#### Set problem
Pick up the passage on power distribution reform after its last sentence and carry it forward by one paragraph.

--- START Given passage ---

The financial impact of the recovery loss for FY22 has been worked around Rs230 billion by Nepra, taking the total financial loss from distribution inefficiencies to Rs343 billion. So, that is where it all starts without bringing in all other issues that the power sector finds itself it. Decades of consistently poor performance should be enough to convince that whatever has been done in the name of reforming the distribution sector, has not worked.
More of the same cannot do, and the reform process has to move beyond the cosmetic Board changes, without decentralizing discos’ control. While on paper, discos now do appear as separate corporate entities, but the inability to grow as commercially viable entities and inability to take independent financial and commercial decisions, have hampered the progress. The system is built such that it incentivizes poor performance.

--- END Given passage ---
--- START Data extract ---

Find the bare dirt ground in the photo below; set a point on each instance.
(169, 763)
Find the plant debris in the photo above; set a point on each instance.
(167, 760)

--- END Data extract ---
--- START Data extract ---

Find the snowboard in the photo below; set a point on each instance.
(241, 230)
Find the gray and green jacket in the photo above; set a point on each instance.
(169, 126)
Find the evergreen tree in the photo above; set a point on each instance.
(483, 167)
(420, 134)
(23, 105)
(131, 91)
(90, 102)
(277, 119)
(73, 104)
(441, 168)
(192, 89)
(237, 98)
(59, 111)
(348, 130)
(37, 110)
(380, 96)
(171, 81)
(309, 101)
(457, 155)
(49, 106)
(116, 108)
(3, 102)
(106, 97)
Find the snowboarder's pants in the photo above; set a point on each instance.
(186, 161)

--- END Data extract ---
--- START Data extract ---

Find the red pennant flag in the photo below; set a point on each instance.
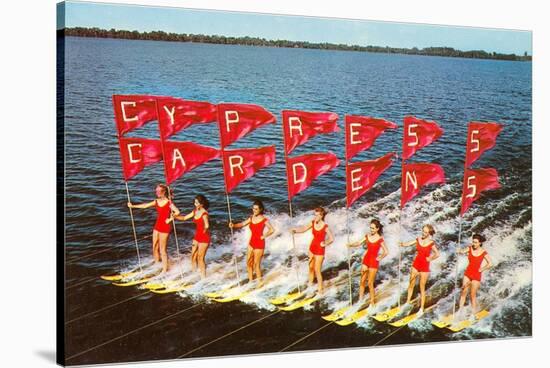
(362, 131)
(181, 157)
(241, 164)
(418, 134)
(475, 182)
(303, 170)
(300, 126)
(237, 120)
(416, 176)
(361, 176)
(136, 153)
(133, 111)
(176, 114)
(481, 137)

--- END Data extract ---

#### Response to this exercise
You can have more multimillion-dollar project loans with the likes of ADB and World Bank aimed at reforming the power sector, but that is a rabbit hole. Nothing good has come out of it, other than cosmetic improvements in data dissemination. The good discos have long been good. The bad ones have gone worse. It should not take a rocket scientist to go ahead and implement real changes. Privatization has been the topmost agenda for the last two governments. It keeps eating dust. Don’t expect the circular debt to miraculously disappear by just focusing on revenue measures around increasing tariffs, when the starting point is in excess of Rs340 billion.